<<<<

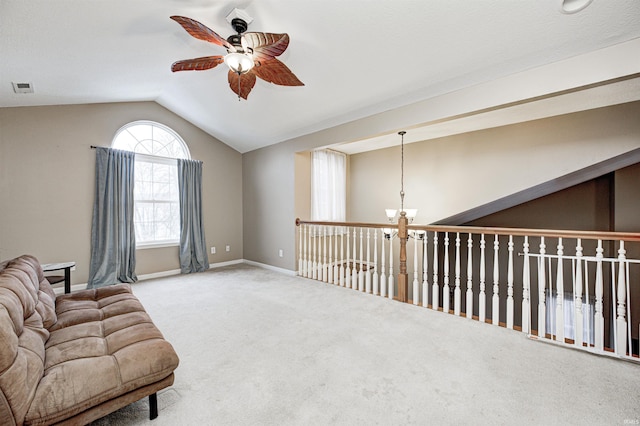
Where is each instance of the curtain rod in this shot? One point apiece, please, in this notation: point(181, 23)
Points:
point(145, 155)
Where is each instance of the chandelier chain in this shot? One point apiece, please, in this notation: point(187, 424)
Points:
point(402, 133)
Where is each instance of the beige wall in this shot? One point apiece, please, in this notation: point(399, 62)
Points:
point(447, 176)
point(47, 182)
point(442, 177)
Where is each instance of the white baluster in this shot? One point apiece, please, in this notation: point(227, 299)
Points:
point(341, 267)
point(578, 327)
point(482, 297)
point(332, 263)
point(391, 277)
point(510, 285)
point(560, 294)
point(354, 269)
point(435, 297)
point(314, 264)
point(383, 277)
point(361, 273)
point(457, 293)
point(375, 278)
point(598, 321)
point(300, 267)
point(446, 295)
point(469, 302)
point(495, 306)
point(425, 283)
point(337, 263)
point(621, 322)
point(325, 275)
point(347, 268)
point(542, 288)
point(526, 288)
point(367, 276)
point(305, 260)
point(416, 283)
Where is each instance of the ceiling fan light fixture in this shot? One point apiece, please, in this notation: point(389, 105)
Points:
point(239, 63)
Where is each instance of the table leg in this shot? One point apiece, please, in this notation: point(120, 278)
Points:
point(67, 280)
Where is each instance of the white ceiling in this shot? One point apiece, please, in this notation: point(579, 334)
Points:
point(356, 58)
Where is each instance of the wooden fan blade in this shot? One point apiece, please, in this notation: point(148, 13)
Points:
point(197, 64)
point(200, 31)
point(274, 71)
point(244, 86)
point(266, 45)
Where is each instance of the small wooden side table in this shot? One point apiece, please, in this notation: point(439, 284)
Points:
point(48, 267)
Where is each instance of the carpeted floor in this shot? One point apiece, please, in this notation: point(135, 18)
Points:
point(260, 348)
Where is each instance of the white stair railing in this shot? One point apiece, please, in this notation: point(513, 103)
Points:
point(582, 293)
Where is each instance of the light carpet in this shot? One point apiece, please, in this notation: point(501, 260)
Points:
point(258, 347)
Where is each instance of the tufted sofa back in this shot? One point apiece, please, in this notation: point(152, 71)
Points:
point(27, 310)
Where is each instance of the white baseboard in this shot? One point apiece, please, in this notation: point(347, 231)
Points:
point(171, 272)
point(271, 267)
point(158, 274)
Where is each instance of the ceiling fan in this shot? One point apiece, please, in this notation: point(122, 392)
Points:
point(249, 55)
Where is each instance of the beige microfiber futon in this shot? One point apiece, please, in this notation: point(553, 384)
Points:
point(77, 357)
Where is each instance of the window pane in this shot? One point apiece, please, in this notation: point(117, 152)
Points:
point(156, 212)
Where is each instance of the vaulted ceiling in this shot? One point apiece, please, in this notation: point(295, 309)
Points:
point(357, 58)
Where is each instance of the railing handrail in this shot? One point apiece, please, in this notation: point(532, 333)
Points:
point(531, 232)
point(349, 224)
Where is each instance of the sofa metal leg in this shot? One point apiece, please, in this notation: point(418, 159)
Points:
point(153, 406)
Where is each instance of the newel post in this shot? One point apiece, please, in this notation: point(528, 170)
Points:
point(403, 278)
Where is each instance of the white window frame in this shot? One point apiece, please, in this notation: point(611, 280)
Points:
point(328, 186)
point(154, 159)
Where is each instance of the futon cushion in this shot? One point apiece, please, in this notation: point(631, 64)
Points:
point(22, 335)
point(103, 345)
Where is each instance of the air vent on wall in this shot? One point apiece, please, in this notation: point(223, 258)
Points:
point(22, 87)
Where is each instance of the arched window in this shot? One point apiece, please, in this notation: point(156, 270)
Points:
point(157, 212)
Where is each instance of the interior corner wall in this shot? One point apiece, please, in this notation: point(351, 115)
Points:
point(269, 206)
point(446, 176)
point(47, 178)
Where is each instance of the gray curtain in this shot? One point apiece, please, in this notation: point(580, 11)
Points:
point(193, 248)
point(113, 242)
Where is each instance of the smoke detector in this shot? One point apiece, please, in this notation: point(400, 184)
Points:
point(574, 6)
point(22, 87)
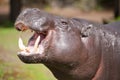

>>>>

OBJECTIVE: Print the entries between the lines holding "Where is each instance of the light" and "point(357, 58)", inclusive, reproducing each line unchanged.

TASK RESPONSE:
Where is each instance of the light carpet in this shot? One point apiece, please, in this notation: point(501, 260)
Points:
point(258, 347)
Where is each instance of the tufted sofa back in this shot? One point apiece, please, in this notation: point(152, 71)
Points:
point(27, 310)
Where is each instance of the white baseboard in this shot? One point apiece, please, in this notation: point(347, 231)
Points:
point(171, 272)
point(271, 267)
point(158, 274)
Where is each instance of the ceiling fan in this shot? One point apiece, please, in this notation: point(122, 392)
Points:
point(249, 55)
Where is each instance of the beige microfiber futon in this shot? One point apiece, please, in this notation: point(553, 384)
Points:
point(77, 357)
Where is each instance of the window pane in this shot? One point apiece, please, in this notation: point(117, 152)
Points:
point(156, 212)
Where is each instance of the vaulted ceiling in this shot? One point apiece, please, in this notation: point(295, 309)
Points:
point(357, 58)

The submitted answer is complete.